---------- TEKS LATIHAN ----------

REPUBLIKA.CO.ID, JAKARTA – Pemerhati zakat, Imam Rulyawan, memaparkan soal tantangan yang dihadapi lembaga amil zakat agar memperoleh kepercayaan masyarakat. Sebab, berbekal kepercayaan itu, pembayaran zakat melalui lembaga amil zakat bisa tumbuh di tengah masyarakat.
Imam menjelaskan, tantangan pertama terkait dengan independensi. Independen yang dimaksud bukan hanya dalam konteks politik, melainkan lebih dari itu. Artinya, perlu ada upaya untuk meyakinkan calon muzaki, bahwa tidak ada kepentingan yang menyebabkan pemilihan penerima manfaat itu berdasarkan kepentingan tertentu.
"Syarat lembaga zakat bisa diterima masyarakat, yang paling penting dan nomor satu adalah independen. Bukan hanya dalam konteks politik, melainkan dalam semua aspek," kata dia kepada Republika.co.id, Senin (5/7).

---------- DATA SUMBER ----------

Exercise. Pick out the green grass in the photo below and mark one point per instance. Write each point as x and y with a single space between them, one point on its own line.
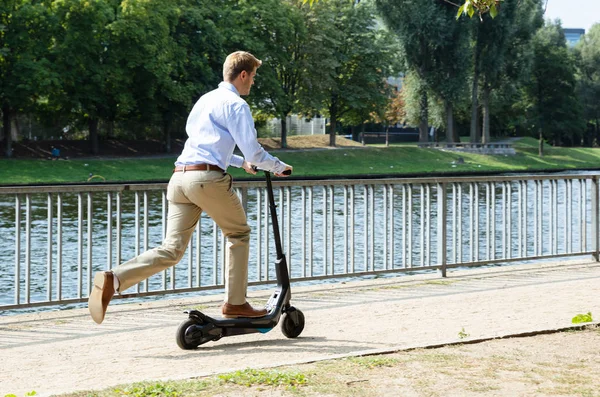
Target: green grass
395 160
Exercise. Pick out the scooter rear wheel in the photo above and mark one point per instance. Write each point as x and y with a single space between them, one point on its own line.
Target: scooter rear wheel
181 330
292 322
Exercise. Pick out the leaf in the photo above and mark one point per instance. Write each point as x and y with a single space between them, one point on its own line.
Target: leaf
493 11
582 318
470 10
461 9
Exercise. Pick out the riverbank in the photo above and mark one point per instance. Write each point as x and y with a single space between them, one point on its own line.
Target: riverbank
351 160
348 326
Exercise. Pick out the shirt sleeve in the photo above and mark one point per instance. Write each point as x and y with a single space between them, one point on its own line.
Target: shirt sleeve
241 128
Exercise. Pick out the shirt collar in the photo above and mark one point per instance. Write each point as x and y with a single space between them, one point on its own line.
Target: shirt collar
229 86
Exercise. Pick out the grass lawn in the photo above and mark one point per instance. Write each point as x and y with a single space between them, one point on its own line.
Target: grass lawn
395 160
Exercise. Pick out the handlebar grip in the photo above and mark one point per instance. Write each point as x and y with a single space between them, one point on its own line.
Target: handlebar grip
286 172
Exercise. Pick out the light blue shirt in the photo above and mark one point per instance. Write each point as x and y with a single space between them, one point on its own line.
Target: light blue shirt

----------

YANG HARUS DIKERJAKAN: Lanjutkan teks tentang tantangan lembaga amil zakat dari kalimat terakhirnya. Materi ini diambil dari sumber lain.

HASIL TUGAS:
Tantangan kedua soal uang operasional zakat. Imam menyampaikan, masyarakat yang lebih senang menyalurkan sendiri zakatnya ke mustahik cenderung menghindari potongan biaya operasional zakat. Bagi mereka, alangkah lebih baik jika zakat yang disalurkan itu tidak terpotong untuk biaya operasional.
"Karena kalau diberi langsung itu gak ada biaya operasional. 100 persen dizakatkan, 100 persen diterima mustahik, oleh asnaf. Jadi, tantangannya adalah meyakinkan uang operasional zakat itu memang sewajarnya digunakan lembaga zakat," papar mantan direktur eksekutif Dompet Dhuafa ini.
Tantangan ketiga, menurut Imam, lembaga zakat perlu membuat pengelolaan zakat yang supertransparan. Dia mengatakan, masyarakat cenderung membayar zakat dengan cara yang bisa dilihat secara langsung sehingga merasa lebih mantap dan mendapat kepuasan batin. Kepuasan batin ini harus dicari formulanya oleh lembaga zakat.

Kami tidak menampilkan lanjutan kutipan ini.